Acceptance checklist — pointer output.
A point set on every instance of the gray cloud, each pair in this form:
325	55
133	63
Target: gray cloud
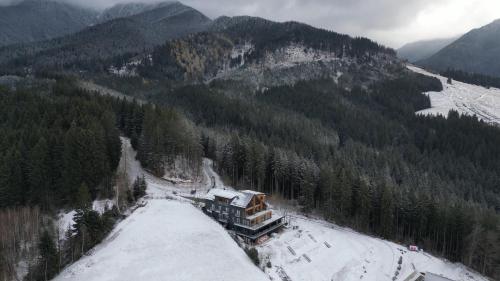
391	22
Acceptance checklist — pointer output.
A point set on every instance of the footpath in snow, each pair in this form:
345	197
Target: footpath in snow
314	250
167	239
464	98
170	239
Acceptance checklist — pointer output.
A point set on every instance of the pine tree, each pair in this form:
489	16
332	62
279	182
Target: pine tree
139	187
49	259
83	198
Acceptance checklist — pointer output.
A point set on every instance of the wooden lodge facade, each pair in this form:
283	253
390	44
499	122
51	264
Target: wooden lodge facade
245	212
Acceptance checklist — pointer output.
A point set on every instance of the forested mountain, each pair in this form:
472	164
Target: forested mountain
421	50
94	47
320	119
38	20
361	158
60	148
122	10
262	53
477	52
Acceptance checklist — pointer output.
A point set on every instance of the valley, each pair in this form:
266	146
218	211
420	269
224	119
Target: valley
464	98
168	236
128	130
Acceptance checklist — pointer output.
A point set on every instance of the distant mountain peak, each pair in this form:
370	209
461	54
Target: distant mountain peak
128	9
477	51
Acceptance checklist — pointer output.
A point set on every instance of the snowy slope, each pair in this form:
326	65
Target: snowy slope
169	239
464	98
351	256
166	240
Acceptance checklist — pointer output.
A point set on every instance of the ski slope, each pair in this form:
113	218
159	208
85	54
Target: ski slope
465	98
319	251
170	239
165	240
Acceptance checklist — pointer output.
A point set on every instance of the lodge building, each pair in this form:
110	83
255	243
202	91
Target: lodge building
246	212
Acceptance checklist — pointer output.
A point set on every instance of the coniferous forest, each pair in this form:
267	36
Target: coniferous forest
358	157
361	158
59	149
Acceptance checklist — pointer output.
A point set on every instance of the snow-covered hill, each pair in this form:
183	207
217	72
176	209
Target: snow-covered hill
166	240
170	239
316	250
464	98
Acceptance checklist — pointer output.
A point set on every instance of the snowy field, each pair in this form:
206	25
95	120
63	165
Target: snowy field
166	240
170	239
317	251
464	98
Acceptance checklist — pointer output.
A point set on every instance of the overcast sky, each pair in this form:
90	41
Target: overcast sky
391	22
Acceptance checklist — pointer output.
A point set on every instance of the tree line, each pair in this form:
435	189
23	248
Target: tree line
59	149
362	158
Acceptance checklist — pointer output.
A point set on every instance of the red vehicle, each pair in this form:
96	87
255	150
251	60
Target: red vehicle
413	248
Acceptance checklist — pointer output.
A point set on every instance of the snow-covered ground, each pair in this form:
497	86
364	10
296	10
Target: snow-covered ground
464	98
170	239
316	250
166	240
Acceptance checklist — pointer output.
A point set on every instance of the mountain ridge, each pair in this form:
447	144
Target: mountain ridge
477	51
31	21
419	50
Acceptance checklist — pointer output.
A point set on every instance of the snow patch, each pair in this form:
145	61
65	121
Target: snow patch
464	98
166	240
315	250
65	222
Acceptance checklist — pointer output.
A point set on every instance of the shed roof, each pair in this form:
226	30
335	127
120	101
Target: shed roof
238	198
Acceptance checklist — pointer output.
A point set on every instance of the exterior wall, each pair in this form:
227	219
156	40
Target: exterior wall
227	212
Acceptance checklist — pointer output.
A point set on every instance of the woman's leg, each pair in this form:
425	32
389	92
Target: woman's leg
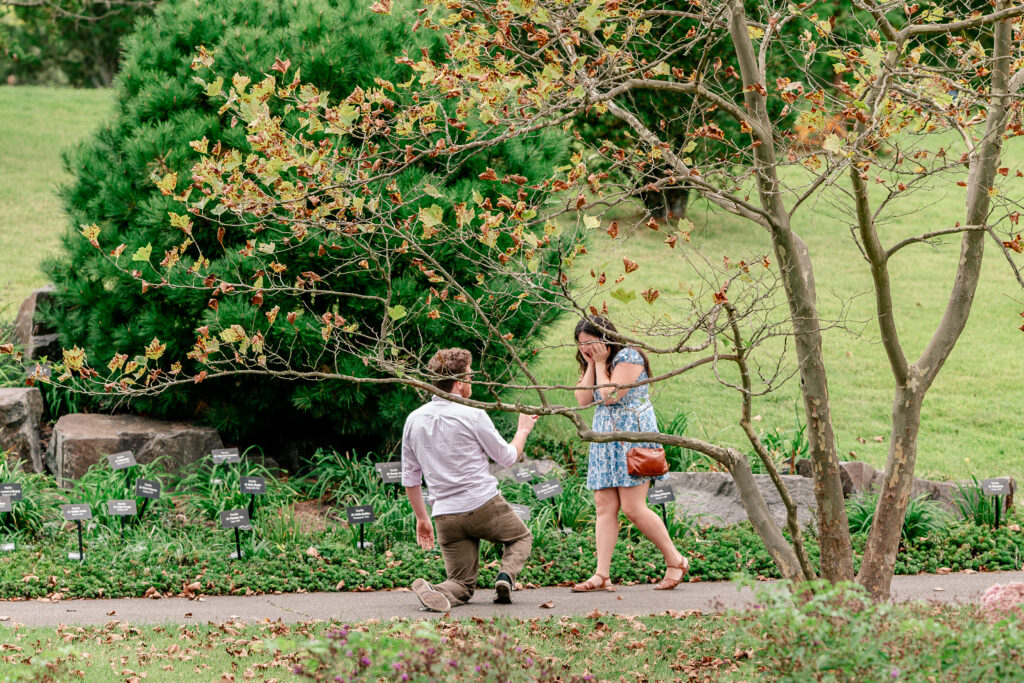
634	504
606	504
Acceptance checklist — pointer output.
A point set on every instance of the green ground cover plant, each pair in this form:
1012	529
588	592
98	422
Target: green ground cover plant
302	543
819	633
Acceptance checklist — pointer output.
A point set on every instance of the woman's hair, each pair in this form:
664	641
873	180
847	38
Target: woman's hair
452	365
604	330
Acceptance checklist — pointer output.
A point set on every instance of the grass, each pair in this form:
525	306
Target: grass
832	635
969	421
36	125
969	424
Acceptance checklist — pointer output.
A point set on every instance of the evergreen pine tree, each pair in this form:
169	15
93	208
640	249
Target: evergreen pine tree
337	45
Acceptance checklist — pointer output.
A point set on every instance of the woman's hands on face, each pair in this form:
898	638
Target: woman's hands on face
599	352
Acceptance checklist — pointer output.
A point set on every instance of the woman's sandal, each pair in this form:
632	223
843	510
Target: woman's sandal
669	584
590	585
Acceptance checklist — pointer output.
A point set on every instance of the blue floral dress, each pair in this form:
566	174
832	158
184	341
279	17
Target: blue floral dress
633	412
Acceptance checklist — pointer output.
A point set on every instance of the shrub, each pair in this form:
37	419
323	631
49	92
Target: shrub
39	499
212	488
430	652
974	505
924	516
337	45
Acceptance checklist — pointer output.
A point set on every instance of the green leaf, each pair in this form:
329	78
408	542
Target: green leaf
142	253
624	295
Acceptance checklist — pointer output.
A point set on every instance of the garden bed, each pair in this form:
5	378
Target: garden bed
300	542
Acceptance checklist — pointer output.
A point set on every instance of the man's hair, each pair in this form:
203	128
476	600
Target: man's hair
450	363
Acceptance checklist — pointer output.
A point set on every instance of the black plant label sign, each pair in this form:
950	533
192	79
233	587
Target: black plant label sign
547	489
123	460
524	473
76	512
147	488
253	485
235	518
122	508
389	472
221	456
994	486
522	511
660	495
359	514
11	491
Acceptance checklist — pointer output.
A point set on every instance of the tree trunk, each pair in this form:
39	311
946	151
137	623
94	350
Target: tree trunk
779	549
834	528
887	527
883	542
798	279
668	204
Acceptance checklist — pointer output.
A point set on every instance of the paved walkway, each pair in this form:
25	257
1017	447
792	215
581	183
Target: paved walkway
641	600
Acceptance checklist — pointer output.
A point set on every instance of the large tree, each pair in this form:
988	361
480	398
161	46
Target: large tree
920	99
********************
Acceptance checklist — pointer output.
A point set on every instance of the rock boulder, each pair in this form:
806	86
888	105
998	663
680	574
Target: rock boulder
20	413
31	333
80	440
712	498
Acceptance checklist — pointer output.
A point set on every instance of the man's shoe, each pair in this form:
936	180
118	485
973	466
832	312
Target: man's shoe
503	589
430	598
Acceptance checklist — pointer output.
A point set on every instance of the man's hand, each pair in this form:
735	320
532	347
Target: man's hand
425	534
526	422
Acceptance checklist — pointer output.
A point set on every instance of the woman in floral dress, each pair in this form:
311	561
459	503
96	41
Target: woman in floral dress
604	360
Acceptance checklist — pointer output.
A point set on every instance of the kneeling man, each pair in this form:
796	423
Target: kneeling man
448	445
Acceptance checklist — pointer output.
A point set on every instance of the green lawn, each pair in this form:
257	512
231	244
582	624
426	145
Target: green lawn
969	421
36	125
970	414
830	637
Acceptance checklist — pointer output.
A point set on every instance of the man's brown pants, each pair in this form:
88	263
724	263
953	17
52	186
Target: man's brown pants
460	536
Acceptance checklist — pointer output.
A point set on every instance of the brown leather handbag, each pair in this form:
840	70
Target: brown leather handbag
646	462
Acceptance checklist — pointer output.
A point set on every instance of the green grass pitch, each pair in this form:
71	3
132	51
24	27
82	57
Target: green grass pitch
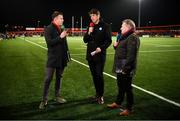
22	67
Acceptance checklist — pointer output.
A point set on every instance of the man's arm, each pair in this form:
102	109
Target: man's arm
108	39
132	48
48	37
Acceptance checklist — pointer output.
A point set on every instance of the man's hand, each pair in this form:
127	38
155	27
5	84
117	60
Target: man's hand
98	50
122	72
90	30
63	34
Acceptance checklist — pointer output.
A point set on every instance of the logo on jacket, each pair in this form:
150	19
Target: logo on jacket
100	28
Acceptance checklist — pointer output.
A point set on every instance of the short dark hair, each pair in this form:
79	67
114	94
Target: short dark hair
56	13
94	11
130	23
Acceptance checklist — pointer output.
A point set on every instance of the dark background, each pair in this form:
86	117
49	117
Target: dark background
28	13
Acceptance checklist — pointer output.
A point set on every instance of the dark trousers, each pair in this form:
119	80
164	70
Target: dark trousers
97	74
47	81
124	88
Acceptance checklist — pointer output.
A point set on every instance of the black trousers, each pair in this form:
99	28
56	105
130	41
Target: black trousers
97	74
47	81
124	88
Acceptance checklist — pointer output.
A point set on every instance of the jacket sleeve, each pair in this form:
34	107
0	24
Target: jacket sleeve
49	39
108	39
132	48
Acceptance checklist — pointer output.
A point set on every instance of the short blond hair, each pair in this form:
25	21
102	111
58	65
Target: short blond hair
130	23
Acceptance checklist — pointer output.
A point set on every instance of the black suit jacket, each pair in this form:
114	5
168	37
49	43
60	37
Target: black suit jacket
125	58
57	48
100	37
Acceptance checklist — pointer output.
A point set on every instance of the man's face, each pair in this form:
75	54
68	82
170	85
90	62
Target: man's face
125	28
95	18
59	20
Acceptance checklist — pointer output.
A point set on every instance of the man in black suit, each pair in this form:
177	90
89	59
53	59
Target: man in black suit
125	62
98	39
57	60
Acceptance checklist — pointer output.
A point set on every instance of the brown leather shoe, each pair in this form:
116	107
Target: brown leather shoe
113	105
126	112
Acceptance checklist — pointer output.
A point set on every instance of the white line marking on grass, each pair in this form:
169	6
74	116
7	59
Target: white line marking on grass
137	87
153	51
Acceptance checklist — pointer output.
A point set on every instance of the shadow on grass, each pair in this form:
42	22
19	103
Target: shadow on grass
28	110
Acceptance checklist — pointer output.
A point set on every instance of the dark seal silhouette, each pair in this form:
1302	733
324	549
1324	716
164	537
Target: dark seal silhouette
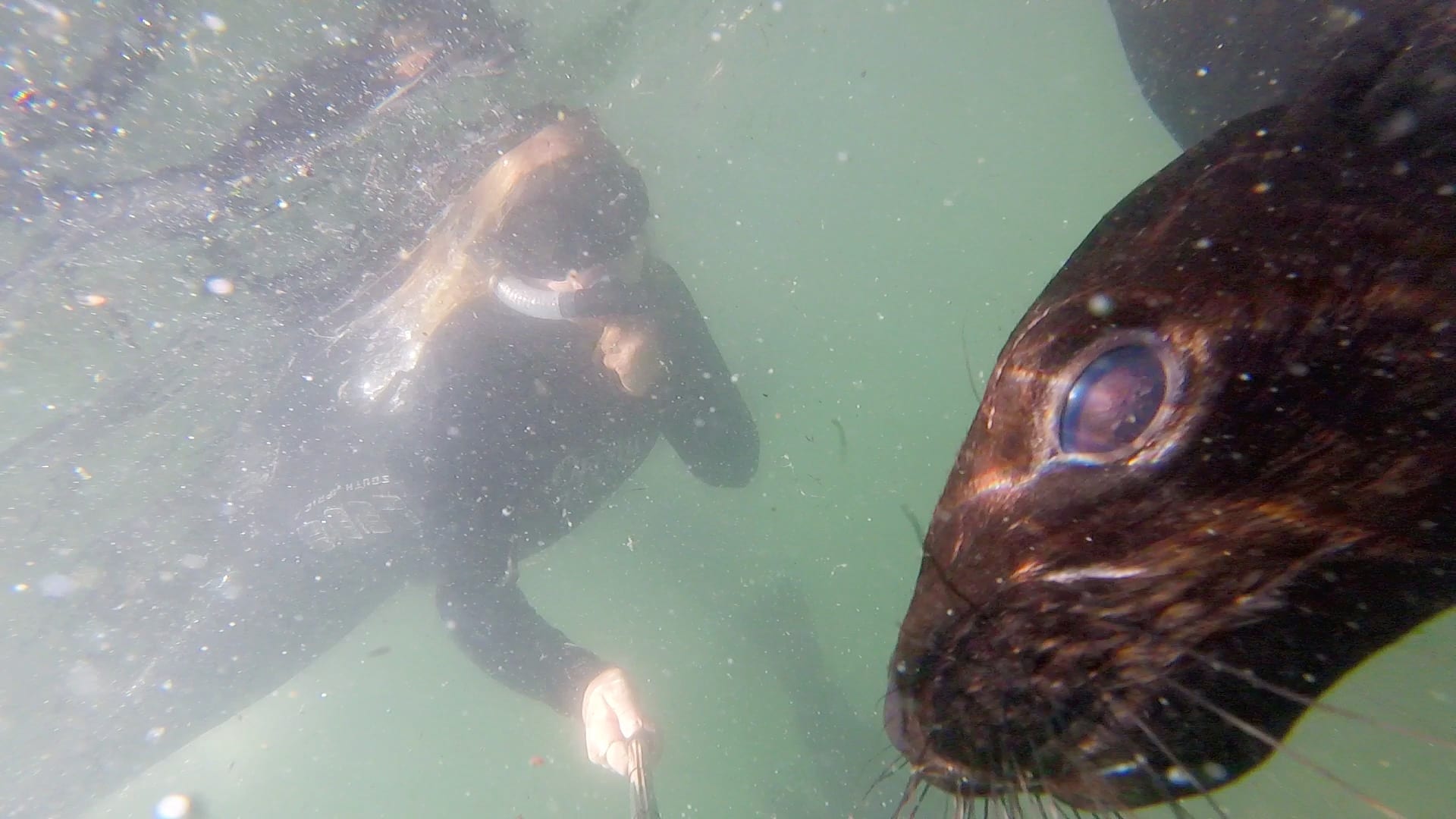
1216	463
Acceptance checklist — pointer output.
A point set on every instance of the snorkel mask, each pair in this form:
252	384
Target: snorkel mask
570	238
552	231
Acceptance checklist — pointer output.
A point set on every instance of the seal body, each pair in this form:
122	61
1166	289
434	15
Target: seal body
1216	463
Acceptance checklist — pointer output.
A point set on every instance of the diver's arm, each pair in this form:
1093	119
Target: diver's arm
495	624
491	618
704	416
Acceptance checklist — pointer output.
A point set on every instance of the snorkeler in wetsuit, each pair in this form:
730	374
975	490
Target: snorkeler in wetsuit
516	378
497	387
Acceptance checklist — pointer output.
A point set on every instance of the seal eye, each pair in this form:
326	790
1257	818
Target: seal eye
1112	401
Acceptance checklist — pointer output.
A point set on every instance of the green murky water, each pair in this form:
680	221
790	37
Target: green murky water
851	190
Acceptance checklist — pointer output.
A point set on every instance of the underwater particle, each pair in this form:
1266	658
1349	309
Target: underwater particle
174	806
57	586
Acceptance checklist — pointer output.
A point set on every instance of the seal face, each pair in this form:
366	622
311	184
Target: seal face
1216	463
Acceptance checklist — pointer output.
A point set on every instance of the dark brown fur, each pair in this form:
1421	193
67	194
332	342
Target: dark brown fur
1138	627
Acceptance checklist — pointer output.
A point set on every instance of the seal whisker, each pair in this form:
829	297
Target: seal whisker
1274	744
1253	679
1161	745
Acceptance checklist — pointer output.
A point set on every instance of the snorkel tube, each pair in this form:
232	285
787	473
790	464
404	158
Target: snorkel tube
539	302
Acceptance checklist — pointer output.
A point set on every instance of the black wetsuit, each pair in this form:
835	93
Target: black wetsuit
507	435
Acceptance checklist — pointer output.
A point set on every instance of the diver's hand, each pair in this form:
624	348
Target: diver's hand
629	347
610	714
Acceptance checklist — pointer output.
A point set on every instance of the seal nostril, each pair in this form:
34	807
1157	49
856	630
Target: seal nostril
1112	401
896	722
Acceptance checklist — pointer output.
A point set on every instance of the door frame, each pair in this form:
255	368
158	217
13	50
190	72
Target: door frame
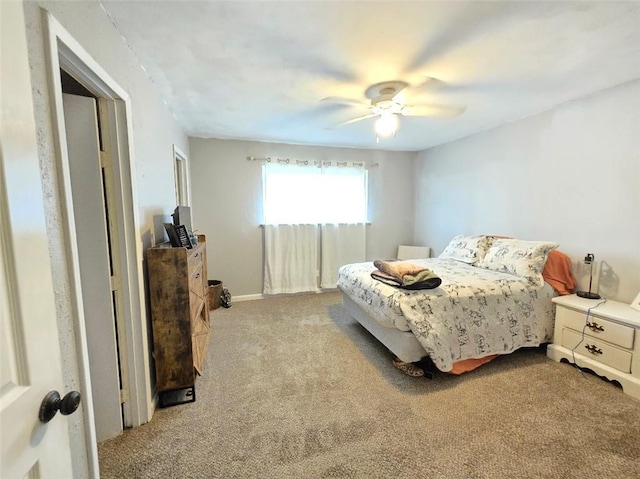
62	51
********************
Junta todas las líneas de las filas de arriba que contengan la palabra "pine", teniendo en cuenta mayúsculas y minúsculas.

Ejercicio resuelto:
A point set on every instance of the pine tree, each pair in this form:
Target: pine tree
A point set on every instance of the evergreen pine tree, each pair in this form:
Target: evergreen pine tree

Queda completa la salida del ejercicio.